WHAT YOU ARE ASKED TO DO
Switch "thickest part" to "widest part" in the data from the line with "-- sample [265,189]." up to and including the last line of the data. Give back only those lines, with nothing else changed.

RECORDS SHOWN
★ ★ ★ ★

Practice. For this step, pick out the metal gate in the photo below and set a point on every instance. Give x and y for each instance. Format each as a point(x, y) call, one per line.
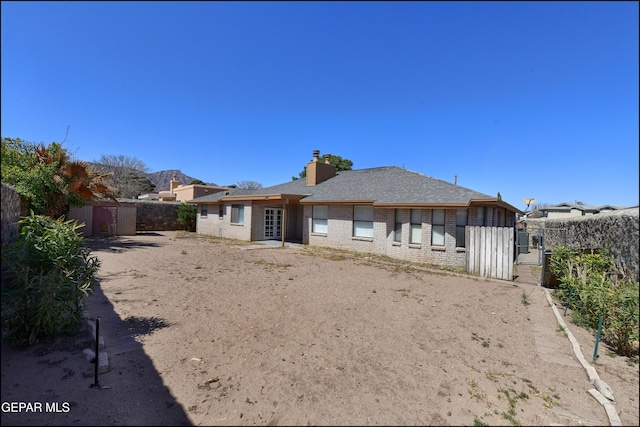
point(532, 243)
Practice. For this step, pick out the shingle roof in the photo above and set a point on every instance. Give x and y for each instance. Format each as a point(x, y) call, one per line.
point(381, 185)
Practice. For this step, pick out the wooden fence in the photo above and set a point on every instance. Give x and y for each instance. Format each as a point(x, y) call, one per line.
point(490, 251)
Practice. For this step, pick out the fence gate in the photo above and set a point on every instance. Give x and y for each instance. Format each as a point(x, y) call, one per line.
point(533, 244)
point(490, 251)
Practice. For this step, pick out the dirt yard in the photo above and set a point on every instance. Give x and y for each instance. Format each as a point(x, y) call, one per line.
point(205, 331)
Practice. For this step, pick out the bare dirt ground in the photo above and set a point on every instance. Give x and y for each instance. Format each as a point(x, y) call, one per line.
point(205, 331)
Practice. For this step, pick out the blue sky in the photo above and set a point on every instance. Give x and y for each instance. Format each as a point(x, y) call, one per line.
point(529, 99)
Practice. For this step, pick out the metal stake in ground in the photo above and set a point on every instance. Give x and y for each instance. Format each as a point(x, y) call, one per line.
point(96, 358)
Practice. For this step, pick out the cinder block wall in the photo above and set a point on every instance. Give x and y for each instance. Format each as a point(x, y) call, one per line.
point(340, 236)
point(619, 228)
point(213, 225)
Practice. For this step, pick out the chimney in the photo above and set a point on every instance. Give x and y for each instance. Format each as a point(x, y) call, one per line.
point(173, 184)
point(318, 172)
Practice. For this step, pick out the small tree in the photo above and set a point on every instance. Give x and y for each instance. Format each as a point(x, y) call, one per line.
point(187, 216)
point(47, 179)
point(126, 174)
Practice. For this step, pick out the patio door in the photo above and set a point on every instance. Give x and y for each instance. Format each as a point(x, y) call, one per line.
point(272, 223)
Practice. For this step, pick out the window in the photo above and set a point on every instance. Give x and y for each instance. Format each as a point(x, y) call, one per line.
point(461, 222)
point(397, 231)
point(416, 226)
point(237, 214)
point(437, 228)
point(363, 221)
point(319, 222)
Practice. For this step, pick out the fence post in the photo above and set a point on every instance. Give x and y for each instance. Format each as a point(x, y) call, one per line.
point(96, 359)
point(595, 351)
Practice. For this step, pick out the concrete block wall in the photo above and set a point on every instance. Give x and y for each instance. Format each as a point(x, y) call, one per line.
point(340, 236)
point(10, 212)
point(619, 228)
point(84, 216)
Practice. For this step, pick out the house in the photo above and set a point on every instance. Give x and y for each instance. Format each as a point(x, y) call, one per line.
point(567, 210)
point(182, 193)
point(385, 210)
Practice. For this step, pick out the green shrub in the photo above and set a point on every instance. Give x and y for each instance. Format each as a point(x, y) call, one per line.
point(595, 290)
point(47, 274)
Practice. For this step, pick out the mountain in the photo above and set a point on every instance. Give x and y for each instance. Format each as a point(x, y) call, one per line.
point(162, 179)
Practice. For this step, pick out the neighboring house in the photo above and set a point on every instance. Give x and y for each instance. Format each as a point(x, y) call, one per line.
point(182, 193)
point(567, 210)
point(386, 210)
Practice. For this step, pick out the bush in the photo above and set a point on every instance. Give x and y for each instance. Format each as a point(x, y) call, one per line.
point(596, 292)
point(47, 274)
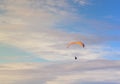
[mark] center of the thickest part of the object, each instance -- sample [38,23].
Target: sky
[34,35]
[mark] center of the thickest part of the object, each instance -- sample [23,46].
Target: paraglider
[75,58]
[77,43]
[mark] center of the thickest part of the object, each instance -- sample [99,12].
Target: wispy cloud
[32,26]
[65,73]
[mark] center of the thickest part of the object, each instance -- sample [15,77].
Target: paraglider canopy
[76,42]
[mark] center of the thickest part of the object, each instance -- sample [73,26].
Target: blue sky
[40,27]
[34,35]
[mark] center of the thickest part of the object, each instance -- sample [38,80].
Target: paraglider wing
[78,43]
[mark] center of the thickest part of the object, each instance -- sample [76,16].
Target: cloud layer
[33,26]
[84,72]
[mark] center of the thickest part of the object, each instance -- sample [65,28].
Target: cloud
[66,73]
[82,2]
[32,25]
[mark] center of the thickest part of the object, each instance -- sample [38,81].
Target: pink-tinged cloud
[66,73]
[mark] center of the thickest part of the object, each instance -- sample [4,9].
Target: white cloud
[65,73]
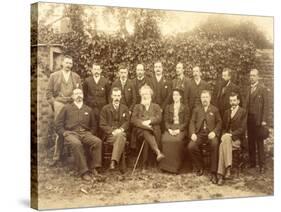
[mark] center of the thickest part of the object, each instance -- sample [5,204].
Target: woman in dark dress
[176,118]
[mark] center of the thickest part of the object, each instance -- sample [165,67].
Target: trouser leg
[252,141]
[214,154]
[59,142]
[78,152]
[261,155]
[225,154]
[94,144]
[150,139]
[119,142]
[195,152]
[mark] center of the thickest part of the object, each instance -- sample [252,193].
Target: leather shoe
[214,178]
[160,156]
[199,172]
[112,165]
[262,170]
[86,177]
[220,180]
[228,173]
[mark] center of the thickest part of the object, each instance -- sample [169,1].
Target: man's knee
[214,143]
[192,146]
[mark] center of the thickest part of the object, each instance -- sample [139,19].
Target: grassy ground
[60,187]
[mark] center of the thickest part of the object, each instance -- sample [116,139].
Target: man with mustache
[226,87]
[126,86]
[233,133]
[146,119]
[197,85]
[96,89]
[140,80]
[205,127]
[256,104]
[77,123]
[114,122]
[59,91]
[183,83]
[160,86]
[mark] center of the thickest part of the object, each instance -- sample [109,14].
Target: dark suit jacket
[162,92]
[95,94]
[106,119]
[138,84]
[221,99]
[237,125]
[128,94]
[195,93]
[260,103]
[71,117]
[213,119]
[54,84]
[154,114]
[184,117]
[184,85]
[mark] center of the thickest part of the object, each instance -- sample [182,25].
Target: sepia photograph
[137,106]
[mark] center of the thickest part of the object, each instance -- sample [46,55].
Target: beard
[224,82]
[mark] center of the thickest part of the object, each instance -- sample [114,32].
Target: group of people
[173,118]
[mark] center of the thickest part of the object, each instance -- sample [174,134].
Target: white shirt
[123,83]
[79,104]
[234,111]
[206,108]
[116,106]
[97,79]
[158,77]
[66,75]
[197,81]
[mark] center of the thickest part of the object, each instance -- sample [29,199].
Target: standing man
[205,127]
[126,86]
[221,97]
[160,86]
[233,134]
[59,91]
[77,123]
[96,89]
[146,119]
[197,85]
[183,83]
[140,81]
[114,122]
[256,104]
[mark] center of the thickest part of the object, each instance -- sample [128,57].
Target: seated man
[76,122]
[146,119]
[205,126]
[114,122]
[233,131]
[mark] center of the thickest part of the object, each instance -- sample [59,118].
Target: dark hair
[115,89]
[122,66]
[206,91]
[229,71]
[67,56]
[232,94]
[178,90]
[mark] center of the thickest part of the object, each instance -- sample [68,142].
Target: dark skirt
[173,149]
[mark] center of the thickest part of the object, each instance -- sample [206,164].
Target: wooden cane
[137,160]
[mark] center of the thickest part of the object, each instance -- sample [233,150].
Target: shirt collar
[79,104]
[254,85]
[197,81]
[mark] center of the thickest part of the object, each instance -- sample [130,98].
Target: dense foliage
[207,46]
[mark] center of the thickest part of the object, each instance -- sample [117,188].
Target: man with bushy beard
[77,123]
[222,94]
[114,122]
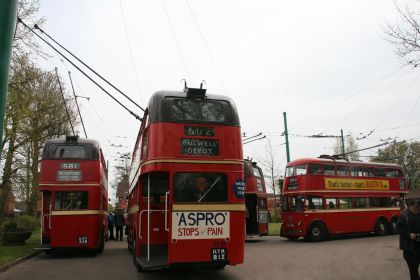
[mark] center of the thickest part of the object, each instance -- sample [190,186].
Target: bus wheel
[292,237]
[381,227]
[317,232]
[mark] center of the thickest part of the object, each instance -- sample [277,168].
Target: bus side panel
[81,231]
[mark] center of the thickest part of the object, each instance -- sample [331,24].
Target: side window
[300,169]
[328,169]
[314,202]
[379,172]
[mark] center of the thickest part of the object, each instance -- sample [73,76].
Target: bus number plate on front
[218,254]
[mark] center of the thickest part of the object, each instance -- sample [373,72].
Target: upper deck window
[63,151]
[328,169]
[70,152]
[197,110]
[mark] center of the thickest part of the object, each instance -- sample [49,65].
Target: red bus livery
[255,200]
[74,188]
[186,197]
[325,196]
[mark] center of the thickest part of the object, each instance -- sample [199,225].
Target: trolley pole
[7,29]
[286,135]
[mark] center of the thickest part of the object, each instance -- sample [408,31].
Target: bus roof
[156,106]
[340,161]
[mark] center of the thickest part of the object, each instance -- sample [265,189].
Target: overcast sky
[325,63]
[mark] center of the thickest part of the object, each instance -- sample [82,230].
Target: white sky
[311,59]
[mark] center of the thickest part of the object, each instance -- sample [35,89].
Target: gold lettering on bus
[355,184]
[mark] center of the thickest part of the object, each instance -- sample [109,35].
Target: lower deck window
[68,200]
[200,187]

★ ★ ★ ★

EXERCISE RESPONSE
[mark] center of the widest part of the object, each instance -- sample [265,189].
Target: overcast sky
[325,63]
[mark] center of the widest part of the object, each instance -- sample [82,230].
Target: white sky
[311,59]
[mark] center of the widest part of the object, each instance -- sample [35,89].
Target: gold lettering on bus
[355,184]
[mark] center of the widest part of the object, each instance -- sample [109,35].
Target: lower deck window
[68,200]
[200,187]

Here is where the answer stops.